=== WORK INSTRUCTIONS ===
Identify each line in the items below that contains the string "wheel", and reproduce every such line in full.

* START INFORMATION GIVEN *

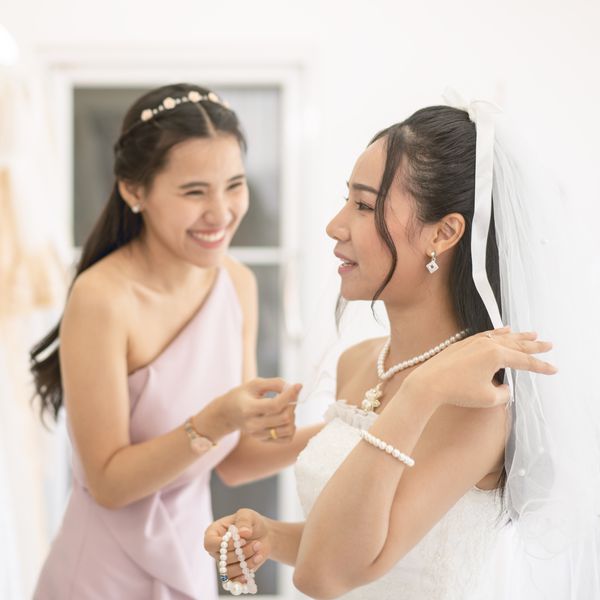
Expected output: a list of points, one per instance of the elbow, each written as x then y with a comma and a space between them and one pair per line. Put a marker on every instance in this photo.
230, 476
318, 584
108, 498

* END INFORMATION GIVEN *
* START INFORMATION GIVEN *

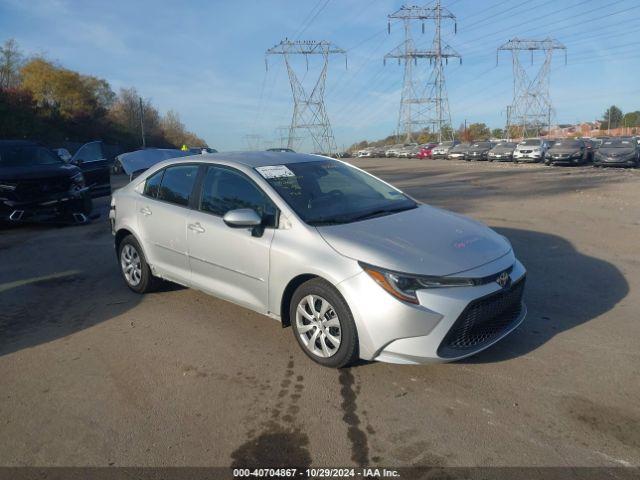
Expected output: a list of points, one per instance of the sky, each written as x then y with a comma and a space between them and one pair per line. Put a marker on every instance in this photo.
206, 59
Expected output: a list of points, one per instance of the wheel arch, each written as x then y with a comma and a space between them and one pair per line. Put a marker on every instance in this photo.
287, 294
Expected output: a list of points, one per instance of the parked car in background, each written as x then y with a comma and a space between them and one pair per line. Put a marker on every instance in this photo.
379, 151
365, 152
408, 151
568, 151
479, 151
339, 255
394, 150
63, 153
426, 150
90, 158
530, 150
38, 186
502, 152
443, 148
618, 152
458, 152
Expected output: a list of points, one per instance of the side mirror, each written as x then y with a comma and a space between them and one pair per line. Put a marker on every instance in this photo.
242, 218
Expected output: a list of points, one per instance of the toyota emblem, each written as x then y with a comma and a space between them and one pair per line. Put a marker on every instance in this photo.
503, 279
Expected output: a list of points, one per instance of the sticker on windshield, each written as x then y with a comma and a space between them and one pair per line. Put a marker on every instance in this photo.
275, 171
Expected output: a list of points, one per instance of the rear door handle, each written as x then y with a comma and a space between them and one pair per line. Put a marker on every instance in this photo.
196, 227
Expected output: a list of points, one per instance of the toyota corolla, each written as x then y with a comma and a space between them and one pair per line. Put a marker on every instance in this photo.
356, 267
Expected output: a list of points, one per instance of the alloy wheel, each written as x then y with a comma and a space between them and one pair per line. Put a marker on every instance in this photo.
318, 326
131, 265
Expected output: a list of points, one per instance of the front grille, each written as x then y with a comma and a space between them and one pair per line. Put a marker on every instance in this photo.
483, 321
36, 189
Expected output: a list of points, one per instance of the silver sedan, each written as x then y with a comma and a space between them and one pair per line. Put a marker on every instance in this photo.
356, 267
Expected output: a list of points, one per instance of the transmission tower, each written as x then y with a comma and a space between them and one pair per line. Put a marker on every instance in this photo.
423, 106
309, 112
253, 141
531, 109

* END INFORMATION GIVEN *

=== TASK ANSWER ===
Expected output: a list of points, one per instance of the wheel arch, each written as x then y with a comma and a space between them and one pair per line. Put a marker on every instance in this photo.
Expected output: a list of points, one per instance of the alloy wheel, each written as x then y with a comma and a space between them and one pair per line. Put a marker on every instance in this photo.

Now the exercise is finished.